## Stored data
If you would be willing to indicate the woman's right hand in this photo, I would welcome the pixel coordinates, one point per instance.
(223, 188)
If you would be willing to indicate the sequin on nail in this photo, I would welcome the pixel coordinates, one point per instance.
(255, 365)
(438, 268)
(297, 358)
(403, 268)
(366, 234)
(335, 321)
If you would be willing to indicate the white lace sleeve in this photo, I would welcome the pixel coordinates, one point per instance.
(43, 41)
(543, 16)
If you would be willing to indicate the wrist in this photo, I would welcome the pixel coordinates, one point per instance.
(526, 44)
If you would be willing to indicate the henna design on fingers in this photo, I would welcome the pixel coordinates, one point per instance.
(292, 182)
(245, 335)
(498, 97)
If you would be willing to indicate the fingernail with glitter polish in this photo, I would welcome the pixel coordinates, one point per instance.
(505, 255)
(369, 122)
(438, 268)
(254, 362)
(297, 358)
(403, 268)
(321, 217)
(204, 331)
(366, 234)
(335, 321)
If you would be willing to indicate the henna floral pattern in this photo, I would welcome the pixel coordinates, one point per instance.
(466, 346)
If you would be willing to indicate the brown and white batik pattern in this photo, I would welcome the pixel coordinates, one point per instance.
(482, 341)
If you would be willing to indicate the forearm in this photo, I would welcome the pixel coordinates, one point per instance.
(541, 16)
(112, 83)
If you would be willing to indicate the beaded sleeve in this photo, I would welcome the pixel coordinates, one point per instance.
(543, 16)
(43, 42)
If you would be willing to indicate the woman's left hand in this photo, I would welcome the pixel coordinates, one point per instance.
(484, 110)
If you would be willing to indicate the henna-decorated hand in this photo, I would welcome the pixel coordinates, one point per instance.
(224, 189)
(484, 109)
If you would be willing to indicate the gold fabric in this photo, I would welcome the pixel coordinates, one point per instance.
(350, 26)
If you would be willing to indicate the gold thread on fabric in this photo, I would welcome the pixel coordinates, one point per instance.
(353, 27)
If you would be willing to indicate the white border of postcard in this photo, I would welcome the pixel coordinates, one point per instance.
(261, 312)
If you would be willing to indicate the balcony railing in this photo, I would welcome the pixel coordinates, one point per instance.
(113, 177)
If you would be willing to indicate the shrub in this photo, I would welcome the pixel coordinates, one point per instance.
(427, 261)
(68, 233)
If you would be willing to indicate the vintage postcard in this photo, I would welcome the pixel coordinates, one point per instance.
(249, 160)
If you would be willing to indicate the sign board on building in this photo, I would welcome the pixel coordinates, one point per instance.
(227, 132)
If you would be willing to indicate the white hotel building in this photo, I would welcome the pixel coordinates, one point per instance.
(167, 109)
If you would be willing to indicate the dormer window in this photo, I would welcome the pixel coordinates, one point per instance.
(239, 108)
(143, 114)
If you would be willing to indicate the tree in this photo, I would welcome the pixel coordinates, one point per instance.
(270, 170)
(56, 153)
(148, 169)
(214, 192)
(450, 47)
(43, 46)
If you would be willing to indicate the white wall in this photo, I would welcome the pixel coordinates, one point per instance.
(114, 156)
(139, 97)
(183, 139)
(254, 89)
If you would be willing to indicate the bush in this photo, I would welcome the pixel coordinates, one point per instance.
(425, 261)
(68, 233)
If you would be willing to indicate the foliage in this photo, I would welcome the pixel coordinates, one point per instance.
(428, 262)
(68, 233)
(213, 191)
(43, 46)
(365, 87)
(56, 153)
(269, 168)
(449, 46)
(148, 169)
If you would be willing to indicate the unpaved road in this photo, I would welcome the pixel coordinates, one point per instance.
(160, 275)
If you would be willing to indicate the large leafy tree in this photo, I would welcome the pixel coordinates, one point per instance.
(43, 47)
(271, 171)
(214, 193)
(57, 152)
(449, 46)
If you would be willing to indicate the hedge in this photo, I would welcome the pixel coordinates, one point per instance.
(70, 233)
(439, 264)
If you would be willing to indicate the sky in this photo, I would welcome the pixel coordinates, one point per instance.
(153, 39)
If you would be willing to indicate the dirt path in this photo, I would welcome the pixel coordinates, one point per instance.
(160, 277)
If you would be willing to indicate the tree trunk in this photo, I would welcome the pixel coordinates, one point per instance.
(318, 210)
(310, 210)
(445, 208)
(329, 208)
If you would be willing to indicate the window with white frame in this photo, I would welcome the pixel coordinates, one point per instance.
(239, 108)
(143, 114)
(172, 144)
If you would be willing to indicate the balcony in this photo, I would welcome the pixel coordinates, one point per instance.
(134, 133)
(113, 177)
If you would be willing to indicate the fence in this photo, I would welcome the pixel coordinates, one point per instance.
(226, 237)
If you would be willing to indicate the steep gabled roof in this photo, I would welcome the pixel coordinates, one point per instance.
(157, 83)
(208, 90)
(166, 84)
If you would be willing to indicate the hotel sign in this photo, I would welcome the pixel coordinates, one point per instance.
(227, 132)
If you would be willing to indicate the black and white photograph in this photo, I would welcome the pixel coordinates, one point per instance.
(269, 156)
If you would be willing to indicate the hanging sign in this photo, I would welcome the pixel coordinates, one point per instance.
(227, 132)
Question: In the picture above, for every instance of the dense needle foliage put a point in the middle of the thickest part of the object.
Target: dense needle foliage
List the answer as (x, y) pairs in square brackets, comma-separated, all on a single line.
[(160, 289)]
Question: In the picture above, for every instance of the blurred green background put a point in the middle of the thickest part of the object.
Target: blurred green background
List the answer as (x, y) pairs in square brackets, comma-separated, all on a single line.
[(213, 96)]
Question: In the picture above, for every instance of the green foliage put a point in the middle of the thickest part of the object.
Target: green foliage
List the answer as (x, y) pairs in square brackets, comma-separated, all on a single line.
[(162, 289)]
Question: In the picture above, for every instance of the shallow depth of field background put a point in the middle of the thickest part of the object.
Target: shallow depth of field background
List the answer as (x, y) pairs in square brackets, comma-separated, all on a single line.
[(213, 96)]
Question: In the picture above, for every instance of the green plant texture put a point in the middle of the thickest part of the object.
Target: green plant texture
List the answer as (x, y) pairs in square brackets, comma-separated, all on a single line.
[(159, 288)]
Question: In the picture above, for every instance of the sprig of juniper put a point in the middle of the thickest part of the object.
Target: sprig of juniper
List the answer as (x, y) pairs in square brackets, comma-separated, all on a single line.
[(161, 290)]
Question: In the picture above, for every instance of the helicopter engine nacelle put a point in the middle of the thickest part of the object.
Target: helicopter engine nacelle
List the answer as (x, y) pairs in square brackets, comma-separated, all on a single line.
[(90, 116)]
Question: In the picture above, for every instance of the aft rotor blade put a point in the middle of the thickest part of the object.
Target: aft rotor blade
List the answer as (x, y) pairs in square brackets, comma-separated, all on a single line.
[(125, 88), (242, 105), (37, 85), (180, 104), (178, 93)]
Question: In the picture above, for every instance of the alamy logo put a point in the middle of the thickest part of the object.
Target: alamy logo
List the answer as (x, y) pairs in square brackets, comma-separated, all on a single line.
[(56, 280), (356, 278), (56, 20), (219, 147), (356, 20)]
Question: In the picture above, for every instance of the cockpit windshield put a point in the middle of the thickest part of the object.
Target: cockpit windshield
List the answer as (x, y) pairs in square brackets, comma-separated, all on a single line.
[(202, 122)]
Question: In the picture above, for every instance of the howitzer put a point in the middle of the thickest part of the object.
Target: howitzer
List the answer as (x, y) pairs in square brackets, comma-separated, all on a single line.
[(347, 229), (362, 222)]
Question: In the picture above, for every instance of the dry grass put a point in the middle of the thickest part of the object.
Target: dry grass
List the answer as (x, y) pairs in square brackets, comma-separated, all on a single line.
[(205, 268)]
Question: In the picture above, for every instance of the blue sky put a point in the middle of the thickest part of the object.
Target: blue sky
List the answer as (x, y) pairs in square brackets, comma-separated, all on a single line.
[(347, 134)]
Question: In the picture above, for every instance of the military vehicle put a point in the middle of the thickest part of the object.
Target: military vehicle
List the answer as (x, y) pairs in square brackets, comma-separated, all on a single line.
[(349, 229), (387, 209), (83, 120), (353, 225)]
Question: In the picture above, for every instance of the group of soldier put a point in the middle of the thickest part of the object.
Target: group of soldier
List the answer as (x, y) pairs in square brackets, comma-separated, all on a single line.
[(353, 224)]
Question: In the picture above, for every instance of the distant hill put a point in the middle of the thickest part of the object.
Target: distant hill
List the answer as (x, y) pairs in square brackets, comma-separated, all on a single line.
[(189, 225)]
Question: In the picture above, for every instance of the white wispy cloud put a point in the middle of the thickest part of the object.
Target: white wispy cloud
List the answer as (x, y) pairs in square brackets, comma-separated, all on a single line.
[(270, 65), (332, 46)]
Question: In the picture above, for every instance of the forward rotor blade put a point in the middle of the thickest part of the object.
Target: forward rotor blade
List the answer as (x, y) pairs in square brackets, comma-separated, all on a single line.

## What needs to be done
Only the lines from the one with "of the distant" to the end of the entries above belong in your answer. Retype them exactly.

## Answer section
Question: In the picture above, for every instance of the distant hill put a point in the middle of the thickest part of the object.
Target: distant hill
List the answer as (x, y) pairs in square brackets, comma-separated, all on a single line.
[(189, 225)]
Question: In the picture above, for every instance of the white wispy cloud put a point in the middle of the thickest part of the object.
Target: white wispy cloud
List the answer as (x, y) pairs in square brackets, comma-separated, all on a single line.
[(270, 65), (332, 46)]
Question: In the picture above, for every instance of the forward rotor blade put a point in the middle of the thickest part of the object.
Target: forward rotor blade
List the answer as (x, y) pairs in square brackets, comma-separated, all on a single line.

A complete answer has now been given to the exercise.